→ **Instructions for the task**: Report every line of the data below that contains the word "short", copying each one in full.

→ **Material**:
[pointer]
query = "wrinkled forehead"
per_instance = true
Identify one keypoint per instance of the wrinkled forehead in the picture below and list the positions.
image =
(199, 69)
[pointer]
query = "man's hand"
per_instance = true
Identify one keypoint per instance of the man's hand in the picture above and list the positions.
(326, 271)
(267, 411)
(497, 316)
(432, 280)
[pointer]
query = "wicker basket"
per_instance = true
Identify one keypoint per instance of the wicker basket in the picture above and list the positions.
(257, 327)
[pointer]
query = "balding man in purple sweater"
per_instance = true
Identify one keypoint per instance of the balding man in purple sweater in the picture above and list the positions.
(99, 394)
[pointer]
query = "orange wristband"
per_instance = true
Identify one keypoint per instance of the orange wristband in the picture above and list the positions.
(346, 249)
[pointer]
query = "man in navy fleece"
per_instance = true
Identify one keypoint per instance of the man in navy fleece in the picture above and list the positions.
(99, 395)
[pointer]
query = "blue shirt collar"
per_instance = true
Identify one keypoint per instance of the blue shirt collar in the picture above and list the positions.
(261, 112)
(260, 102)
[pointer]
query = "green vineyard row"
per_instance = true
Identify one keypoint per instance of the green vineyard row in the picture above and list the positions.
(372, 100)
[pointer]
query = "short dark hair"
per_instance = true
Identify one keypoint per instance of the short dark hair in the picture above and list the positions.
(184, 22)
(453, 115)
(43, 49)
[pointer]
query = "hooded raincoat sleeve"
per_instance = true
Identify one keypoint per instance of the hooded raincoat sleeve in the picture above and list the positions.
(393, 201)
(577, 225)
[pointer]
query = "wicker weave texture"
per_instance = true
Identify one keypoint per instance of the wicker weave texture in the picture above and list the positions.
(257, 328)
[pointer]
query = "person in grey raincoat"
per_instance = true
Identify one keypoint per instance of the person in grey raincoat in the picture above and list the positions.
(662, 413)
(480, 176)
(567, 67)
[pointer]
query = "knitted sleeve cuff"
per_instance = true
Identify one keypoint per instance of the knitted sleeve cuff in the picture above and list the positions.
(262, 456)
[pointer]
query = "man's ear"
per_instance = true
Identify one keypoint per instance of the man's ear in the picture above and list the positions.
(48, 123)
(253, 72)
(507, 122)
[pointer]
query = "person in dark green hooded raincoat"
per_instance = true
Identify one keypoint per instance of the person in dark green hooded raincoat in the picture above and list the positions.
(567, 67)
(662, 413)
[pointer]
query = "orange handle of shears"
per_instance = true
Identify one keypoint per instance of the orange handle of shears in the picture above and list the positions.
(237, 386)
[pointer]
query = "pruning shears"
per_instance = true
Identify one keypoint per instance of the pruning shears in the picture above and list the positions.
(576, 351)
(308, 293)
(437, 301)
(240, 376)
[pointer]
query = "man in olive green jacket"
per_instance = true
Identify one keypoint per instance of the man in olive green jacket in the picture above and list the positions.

→ **Completed task**:
query = "short dark hair"
Identify one keypoint per instance of the short dark hair in the picture above and list the positions.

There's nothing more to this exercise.